─── TEXT BLOCK ───

Select Committee on International Development Minutes of Evidence


Examination of Witnesses (Questions 20-39)

THURSDAY 3 APRIL 2003

MR MIKE MCLAUGHLIN, MR DAVID HAYES, MR TIM OTTER AND MR BRINLEY SALZMANN

Mr O'Neill

  20. Do you actually think the authorities will necessarily prosecute for phoning Basra and giving technical advice in the middle of a war?  (Mr McLaughlin) It is self-evident that the answer is that I would not expect it to happen and the answer is "no". What I was highlighting was the fact that there is, if you like, a technical or legal breach and, whilst we might have every confidence that you, the Government, will not do such a thing, I cannot account for civil litigation.

Sir John Stanley

  21. I do not know if any of your colleagues want to respond to my original question.  (Mr Hayes) The issue Sir John raises is probably of a slightly different relevance in the context of coalition warfare in that, whilst an export may be in support of forces operating in the theatre and indeed in forces directly supporting and working with British forces, it may not actually be for the British forces themselves. Potentially, yes, I would agree with your comment that there is a need to address this in the legislation in the round rather than in the specific context of Crown exemption.  (Mr Otter) It does not just stretch to the armed forces. It may well stretch to protecting and defending the civil infrastructure, which is the equipment, and that may well have defence connotations about going in to protect the civil population. Many countries have civil defences; we do not in this country. We got rid of that some long time ago. Civil defence and police have equipment requirements to protect people that are very similar to those of the armed forces. I stress the point about allies as well.

  22. Can I return to your original comments on trafficking and brokering. I just want to be clear on this. As far as your Association is concerned, am I right in saying that your concerns on the really quite limited trafficking and brokering provisions in the secondary legislation are limited to what you say in the section in your paper headed "Clarification"? We have already referred to the lack of clarity you see in Annex G. Can I be quite clear that there is nothing further in that area that is causing you concern in these draft secondary legislation provisions, is that correct?  (Mr McLaughlin) The short answer is: no, I do not believe it is. There are other issues that cause some concern. I can think of an example. In a partnership programme or partnership project, if the control, if that is the right word, is exercised from, let us say, the UK but there are suppliers and partners in other countries, then I ask myself the question: how will the extra-territoriality provisions apply if you happen to have, for example, a Spanish partner? If the expectation is that someone in the UK can control his shipment of goods as part of this joint programme, assuming he had a Spanish or an Italian, whatever nationality you like, licence in place, then I am not quite sure in my own mind how any enforcement process would happen if the programme is controlled in the round from the UK. The commercial dealer can say, "The programme director is in the UK and these various partners will make these various components and ship them to wherever", but the actual control of that activity going direct from a supplier, even within the EU to somewhere, is outside, I would judge, the practical control of the UK-based programme director. There, for example, is another concern.

───

» **EXERCISE DETAILS**
Continue the select committee minutes of evidence on the arms export legislation from the point where they stop.

─── PROVIDED RECORDS ───

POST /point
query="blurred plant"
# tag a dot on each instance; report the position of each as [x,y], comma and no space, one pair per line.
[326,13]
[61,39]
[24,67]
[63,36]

───

» **FINAL ANSWER**
Mr Colman

  23. Mr Salzmann, on page 2 of the memorandum you gave us, in the paragraph on the burden of training, you claim that all 310,000 staff in the UK defence industry require the suggested training on their responsibility under the new legislation. It is rather like Mr O'Neill was suggesting: it is exaggeration in terms of the new number of licence applications. Are you suggesting there that the catering staff or the cleaners are going to require training in this? Is this not, surely, rather like the situation in the financial services industry where you have a compliance officer and an adviser in each company to whom individuals could go to ask for advice—and I see you shaking your head—and to get information on what can and cannot be done before in fact you send the information abroad, and that this can in fact be done in this way? Why are you suggesting this should be such a complicated or time-consuming undertaking that is being proposed within this new secondary legislation?  (Mr Hayes) It is actually quite the opposite to that, Mr Colman. At the moment, the situation you describe is quite true in the sense that in the world of tangible exports there is effectively a choke point within most organisations with a person well versed in the export control legislation. All exports can be routed through that person and controlled to a very high degree. Move to the world of intangible exports and that situation changes dramatically. I am not suggesting for a moment that we do not believe the controls on intangibles should be put in place. Industry does indeed fully support that. The question is one of implementation. But you move away from the choke point situation whereby all of your controls can be applied at that choke point to a situation where anyone within the company with access to a fax machine, telephone, computer, shared data environment or telephone conferencing facilities, can be an exporter. Therefore, they have to have at least an awareness of what constitutes an export and what does not; what is control and what is not. The training commitment therefore does extend to anyone with access to technical information and those facilities. It does not only extend to UK employees; it extends to all employees of the company worldwide who might visit the UK and whilst here make contact with their offices back in their home country because their intangible transfers from the UK will be subject to UK law whilst they are here.

  24. In my parallel example of a compliance officer within any financial services company, which is in a sense similarly dealing with intangibles but is able, if you like, to cope with the regulatory framework as to what can and cannot be done, is that not a situation that has been working in Britain over many years? Therefore, you again are grossly exaggerating the impact of this legislation?  (Mr Hayes) Not being an expert in financial services, I would not like to comment on that.  (Mr McLaughlin) I think the issue is, in part, one of scale. I accept your point about the way the financial services industry is regulated. As my colleagues have said, at the moment most of the industry is regulated through a number of choke points where we have experts who monitor and do the right thing. To give you an example from the company that employs me, we have 16,000 desktops, all connected to the company network Any one of those 16,000 owners/users of those desktops could make an intangible transfer.

  25. In the same way as the financial services industry?  (Mr McLaughlin) Yes. To ensure compliance, we are already working on a programme of training for those 16,000 people and/or a combination of IT control by key word recognition, by all sorts of things being examined in some detail. Either way, I would like to link the response that I am making to the earlier response I gave to Mr O'Neill about the cost of compliance, if we can put that in inverted commas. In an industry or a major client with a large number of employees, the scale of the cost of compliance is beginning to run away . We will have to have very expensive, clever IT provision and/or we will have to have training programmes, otherwise we could not as a company—and I think this applies generally—put our hand on our heart and say we are doing our best and making our best efforts to comply with this new legislation.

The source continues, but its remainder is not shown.